-- Start --
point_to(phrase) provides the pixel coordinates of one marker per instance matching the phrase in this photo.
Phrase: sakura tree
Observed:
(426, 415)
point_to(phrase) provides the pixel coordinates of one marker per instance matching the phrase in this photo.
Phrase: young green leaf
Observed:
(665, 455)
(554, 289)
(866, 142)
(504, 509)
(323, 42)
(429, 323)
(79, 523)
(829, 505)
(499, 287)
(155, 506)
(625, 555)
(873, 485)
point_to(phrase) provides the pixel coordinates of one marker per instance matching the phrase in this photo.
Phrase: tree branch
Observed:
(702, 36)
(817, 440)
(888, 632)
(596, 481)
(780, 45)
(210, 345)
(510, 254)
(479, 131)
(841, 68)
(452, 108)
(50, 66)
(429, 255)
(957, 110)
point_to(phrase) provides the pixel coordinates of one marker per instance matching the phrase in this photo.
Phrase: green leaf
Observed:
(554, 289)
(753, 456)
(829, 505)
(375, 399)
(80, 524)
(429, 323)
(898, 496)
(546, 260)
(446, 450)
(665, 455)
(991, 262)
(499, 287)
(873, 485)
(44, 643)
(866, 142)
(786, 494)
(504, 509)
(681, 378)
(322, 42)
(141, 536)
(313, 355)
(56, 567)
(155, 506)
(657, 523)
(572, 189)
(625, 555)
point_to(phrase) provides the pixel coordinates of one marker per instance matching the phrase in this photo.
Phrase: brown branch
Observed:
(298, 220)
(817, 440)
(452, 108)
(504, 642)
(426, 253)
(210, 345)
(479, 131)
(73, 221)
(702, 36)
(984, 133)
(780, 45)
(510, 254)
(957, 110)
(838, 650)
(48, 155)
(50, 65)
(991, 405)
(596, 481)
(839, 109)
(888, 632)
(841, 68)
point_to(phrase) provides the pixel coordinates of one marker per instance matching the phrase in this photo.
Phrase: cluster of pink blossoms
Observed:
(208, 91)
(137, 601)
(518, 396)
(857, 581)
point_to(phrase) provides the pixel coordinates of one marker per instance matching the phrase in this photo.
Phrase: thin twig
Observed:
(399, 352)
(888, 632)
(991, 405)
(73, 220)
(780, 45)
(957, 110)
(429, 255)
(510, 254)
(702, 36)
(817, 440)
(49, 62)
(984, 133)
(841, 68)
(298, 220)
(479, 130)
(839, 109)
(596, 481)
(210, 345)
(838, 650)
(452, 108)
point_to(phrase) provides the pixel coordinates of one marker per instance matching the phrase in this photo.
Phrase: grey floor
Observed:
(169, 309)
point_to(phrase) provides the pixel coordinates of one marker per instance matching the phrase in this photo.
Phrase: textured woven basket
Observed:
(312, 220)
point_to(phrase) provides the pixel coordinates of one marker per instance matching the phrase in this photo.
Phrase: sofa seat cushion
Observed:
-- End --
Objective:
Which lines of the entries above contain the word "branch"? Copy each one in full.

The solution:
Phrase: tree branch
Phrase: brown branch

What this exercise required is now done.